ACTION ITEM: After going through the data below, state how many lines contain "banner", and nothing else.

STUDY MATERIAL:
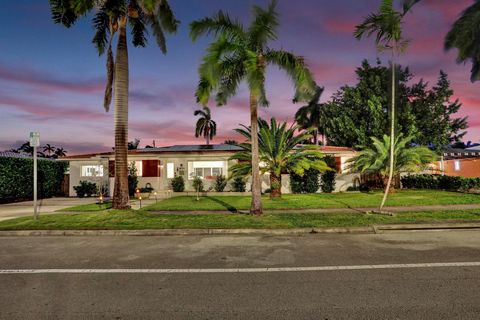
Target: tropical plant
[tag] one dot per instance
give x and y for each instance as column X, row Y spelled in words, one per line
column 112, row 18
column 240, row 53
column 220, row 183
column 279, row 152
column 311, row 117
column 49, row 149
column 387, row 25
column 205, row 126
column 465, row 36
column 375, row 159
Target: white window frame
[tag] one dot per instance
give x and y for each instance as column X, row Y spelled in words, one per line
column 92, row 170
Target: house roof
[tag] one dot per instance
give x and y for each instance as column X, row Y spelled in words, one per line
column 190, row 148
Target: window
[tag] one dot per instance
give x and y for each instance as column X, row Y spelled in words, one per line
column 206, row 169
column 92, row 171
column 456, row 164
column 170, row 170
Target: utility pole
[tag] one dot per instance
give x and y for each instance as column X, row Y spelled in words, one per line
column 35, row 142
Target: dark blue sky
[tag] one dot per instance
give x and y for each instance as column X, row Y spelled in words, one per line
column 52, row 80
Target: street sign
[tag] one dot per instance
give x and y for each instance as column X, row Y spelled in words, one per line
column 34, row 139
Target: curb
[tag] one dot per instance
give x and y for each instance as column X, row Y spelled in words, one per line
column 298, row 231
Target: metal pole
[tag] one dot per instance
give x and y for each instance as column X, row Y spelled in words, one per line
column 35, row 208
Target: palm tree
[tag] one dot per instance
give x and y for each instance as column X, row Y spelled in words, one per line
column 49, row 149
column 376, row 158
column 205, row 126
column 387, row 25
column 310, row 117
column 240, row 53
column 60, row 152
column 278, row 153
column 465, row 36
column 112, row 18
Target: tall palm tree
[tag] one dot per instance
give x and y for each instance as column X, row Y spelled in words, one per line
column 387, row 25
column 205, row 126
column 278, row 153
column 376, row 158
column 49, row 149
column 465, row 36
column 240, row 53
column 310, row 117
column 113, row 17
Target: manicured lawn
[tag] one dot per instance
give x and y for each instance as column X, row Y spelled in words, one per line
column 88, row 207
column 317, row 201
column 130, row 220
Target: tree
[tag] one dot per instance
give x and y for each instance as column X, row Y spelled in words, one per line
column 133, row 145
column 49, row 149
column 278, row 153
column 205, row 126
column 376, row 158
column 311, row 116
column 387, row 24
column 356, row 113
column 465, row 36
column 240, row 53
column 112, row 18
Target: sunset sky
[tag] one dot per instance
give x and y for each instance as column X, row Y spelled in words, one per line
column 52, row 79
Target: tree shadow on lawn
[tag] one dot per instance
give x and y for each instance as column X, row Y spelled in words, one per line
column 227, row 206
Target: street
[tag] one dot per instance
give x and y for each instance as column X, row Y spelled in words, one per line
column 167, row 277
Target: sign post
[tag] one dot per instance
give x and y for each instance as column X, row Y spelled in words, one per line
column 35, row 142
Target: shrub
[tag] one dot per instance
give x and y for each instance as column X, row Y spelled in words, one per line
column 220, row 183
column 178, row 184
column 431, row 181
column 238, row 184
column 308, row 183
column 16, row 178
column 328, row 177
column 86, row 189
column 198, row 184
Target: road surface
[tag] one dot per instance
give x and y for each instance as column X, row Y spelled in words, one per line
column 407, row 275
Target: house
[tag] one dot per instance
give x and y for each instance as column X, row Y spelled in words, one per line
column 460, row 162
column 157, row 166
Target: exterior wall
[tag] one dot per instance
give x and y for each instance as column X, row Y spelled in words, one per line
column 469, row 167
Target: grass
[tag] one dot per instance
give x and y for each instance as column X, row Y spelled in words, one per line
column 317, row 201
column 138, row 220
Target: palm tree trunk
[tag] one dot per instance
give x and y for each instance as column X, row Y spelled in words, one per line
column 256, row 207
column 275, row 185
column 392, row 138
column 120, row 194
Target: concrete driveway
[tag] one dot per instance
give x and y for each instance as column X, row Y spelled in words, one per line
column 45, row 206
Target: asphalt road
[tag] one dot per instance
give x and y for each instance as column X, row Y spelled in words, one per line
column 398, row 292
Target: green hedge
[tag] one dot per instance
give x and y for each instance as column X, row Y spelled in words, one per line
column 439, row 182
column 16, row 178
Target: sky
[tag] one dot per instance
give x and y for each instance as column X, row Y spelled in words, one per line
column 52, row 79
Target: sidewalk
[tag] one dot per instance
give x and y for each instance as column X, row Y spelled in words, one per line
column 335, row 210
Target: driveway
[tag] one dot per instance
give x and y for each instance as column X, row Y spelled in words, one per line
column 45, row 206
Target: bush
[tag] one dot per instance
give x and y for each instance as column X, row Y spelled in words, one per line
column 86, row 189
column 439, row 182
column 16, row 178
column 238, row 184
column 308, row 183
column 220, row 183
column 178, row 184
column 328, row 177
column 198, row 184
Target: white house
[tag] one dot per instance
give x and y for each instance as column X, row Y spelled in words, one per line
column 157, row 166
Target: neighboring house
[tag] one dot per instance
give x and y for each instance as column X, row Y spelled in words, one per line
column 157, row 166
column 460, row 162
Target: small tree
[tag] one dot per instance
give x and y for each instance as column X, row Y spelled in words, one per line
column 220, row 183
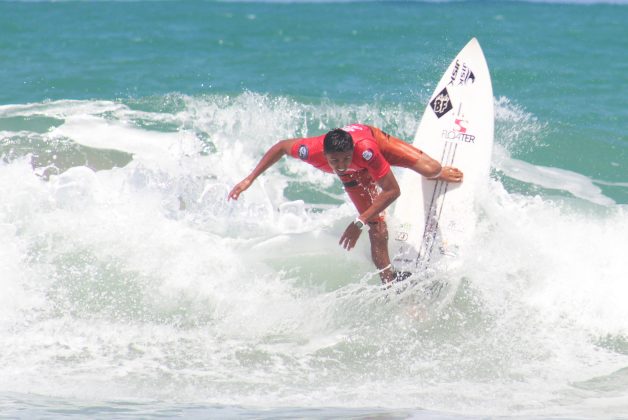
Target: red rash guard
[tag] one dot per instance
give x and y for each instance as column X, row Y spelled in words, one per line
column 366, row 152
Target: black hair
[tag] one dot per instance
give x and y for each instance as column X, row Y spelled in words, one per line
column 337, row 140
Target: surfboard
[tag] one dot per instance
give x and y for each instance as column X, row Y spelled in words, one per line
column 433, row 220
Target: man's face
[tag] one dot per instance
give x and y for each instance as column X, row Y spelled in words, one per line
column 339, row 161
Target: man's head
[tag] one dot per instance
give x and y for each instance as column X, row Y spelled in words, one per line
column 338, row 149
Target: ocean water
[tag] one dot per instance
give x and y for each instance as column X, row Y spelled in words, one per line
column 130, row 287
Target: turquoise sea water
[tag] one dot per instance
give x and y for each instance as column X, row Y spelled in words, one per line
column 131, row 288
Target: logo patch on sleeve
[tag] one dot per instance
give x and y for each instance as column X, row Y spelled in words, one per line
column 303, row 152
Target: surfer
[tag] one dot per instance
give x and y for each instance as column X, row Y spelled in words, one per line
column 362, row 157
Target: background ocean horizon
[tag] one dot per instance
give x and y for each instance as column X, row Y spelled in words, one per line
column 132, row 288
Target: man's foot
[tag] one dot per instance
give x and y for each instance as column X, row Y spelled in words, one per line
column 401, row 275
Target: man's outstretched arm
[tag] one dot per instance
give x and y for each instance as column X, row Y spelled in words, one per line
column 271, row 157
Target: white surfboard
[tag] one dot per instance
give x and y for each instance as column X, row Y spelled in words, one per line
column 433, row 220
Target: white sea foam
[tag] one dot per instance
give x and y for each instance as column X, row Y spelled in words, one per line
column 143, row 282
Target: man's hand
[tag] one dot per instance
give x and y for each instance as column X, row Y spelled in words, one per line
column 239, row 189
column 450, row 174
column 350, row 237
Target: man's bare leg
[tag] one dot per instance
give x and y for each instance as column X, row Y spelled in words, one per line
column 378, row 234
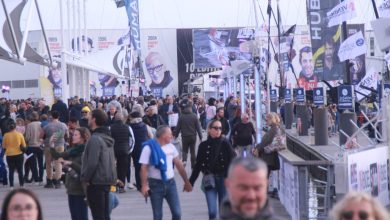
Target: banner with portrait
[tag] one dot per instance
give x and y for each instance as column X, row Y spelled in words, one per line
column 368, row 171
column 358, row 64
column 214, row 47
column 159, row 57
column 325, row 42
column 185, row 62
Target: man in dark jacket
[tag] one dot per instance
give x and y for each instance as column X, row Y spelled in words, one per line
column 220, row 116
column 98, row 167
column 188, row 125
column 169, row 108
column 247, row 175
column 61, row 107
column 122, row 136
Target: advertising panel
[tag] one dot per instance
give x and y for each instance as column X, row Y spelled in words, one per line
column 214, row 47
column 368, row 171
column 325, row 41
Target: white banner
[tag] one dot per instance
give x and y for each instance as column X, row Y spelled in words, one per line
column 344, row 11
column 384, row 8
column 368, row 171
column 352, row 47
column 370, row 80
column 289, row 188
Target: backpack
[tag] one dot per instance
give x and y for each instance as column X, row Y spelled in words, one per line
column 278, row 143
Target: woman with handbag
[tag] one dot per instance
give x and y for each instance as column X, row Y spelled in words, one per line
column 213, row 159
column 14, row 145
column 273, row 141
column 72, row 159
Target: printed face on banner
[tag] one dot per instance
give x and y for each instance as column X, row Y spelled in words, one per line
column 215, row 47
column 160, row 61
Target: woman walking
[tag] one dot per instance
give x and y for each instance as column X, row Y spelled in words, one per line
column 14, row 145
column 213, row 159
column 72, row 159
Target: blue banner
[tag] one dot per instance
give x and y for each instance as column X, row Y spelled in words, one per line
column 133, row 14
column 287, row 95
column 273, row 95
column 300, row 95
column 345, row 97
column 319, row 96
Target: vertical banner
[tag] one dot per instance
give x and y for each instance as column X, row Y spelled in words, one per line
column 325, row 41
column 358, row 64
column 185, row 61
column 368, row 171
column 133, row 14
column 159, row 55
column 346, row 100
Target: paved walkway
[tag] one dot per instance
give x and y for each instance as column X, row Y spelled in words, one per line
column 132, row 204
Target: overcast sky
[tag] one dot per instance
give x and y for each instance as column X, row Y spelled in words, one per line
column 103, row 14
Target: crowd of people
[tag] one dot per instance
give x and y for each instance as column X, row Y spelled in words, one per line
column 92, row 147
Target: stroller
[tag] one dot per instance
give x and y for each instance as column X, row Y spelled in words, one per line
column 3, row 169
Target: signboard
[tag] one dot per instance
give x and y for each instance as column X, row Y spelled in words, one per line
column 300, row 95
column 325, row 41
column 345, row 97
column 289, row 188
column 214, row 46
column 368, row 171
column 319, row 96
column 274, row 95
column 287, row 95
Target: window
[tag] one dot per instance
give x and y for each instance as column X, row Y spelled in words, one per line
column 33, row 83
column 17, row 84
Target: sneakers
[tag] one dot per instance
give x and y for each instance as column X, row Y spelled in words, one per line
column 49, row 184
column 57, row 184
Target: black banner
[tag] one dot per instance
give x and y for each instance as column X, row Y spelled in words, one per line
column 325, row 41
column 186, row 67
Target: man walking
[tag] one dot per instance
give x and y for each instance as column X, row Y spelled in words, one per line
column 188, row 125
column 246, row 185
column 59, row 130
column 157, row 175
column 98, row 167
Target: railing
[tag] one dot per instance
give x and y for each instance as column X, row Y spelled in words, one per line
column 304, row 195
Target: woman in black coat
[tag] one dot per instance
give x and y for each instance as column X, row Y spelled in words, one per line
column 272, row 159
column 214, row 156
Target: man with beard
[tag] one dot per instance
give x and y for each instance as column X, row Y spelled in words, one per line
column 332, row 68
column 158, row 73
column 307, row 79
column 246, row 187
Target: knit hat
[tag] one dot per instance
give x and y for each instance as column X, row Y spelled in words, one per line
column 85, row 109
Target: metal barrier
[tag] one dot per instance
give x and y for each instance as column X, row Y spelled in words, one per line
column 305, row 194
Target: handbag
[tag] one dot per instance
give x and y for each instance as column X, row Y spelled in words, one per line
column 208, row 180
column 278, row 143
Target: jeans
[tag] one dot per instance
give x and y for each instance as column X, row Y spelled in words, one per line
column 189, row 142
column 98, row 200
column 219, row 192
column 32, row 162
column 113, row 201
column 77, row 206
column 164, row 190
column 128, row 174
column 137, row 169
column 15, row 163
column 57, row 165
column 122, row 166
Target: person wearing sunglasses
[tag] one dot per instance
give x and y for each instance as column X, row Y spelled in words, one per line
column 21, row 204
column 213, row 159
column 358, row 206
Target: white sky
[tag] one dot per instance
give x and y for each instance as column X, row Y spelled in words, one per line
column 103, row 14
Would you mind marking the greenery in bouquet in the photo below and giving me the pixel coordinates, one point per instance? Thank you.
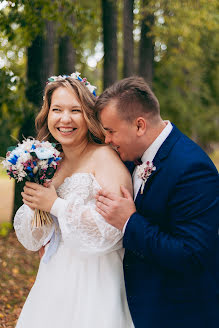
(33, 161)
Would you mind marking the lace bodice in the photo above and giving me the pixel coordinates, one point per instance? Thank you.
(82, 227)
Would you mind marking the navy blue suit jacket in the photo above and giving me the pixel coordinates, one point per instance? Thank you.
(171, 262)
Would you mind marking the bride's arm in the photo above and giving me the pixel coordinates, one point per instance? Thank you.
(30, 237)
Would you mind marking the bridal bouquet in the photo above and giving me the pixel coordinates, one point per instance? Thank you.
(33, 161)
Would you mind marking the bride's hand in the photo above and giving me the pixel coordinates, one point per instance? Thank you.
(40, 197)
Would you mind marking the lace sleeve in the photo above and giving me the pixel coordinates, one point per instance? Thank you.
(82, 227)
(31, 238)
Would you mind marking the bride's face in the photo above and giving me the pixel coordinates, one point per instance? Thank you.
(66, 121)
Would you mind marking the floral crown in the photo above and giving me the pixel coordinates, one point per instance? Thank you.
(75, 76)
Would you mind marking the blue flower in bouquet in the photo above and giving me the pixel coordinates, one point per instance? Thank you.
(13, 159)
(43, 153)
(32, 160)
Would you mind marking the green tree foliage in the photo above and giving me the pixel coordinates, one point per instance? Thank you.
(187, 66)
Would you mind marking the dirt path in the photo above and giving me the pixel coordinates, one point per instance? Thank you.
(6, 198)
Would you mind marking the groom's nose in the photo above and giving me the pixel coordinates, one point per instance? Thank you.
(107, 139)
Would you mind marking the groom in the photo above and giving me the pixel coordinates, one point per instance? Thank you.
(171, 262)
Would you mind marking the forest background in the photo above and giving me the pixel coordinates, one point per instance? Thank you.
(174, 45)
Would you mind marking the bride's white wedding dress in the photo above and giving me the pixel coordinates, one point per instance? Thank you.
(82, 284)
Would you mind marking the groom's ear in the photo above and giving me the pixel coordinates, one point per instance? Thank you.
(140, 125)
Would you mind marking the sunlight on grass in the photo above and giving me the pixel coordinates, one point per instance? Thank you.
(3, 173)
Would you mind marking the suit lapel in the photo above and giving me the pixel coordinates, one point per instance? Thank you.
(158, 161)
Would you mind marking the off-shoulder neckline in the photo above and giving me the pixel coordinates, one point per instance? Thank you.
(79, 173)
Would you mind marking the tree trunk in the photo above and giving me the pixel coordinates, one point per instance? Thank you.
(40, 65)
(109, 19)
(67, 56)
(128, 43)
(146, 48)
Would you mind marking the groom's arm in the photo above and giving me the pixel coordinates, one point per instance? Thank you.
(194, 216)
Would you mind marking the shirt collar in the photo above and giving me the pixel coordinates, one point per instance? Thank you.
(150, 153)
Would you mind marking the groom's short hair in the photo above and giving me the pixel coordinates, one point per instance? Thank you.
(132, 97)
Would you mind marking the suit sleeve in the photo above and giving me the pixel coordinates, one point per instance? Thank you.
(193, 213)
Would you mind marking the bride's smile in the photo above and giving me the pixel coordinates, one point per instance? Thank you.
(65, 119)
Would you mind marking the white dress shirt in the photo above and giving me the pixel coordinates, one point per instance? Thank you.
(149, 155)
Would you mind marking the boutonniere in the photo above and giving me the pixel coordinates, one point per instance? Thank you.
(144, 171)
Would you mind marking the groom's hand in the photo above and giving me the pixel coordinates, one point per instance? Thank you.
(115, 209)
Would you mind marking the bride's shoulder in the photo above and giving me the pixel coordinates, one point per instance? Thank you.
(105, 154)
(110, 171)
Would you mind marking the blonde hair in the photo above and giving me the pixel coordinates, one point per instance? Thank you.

ANSWER BELOW: 6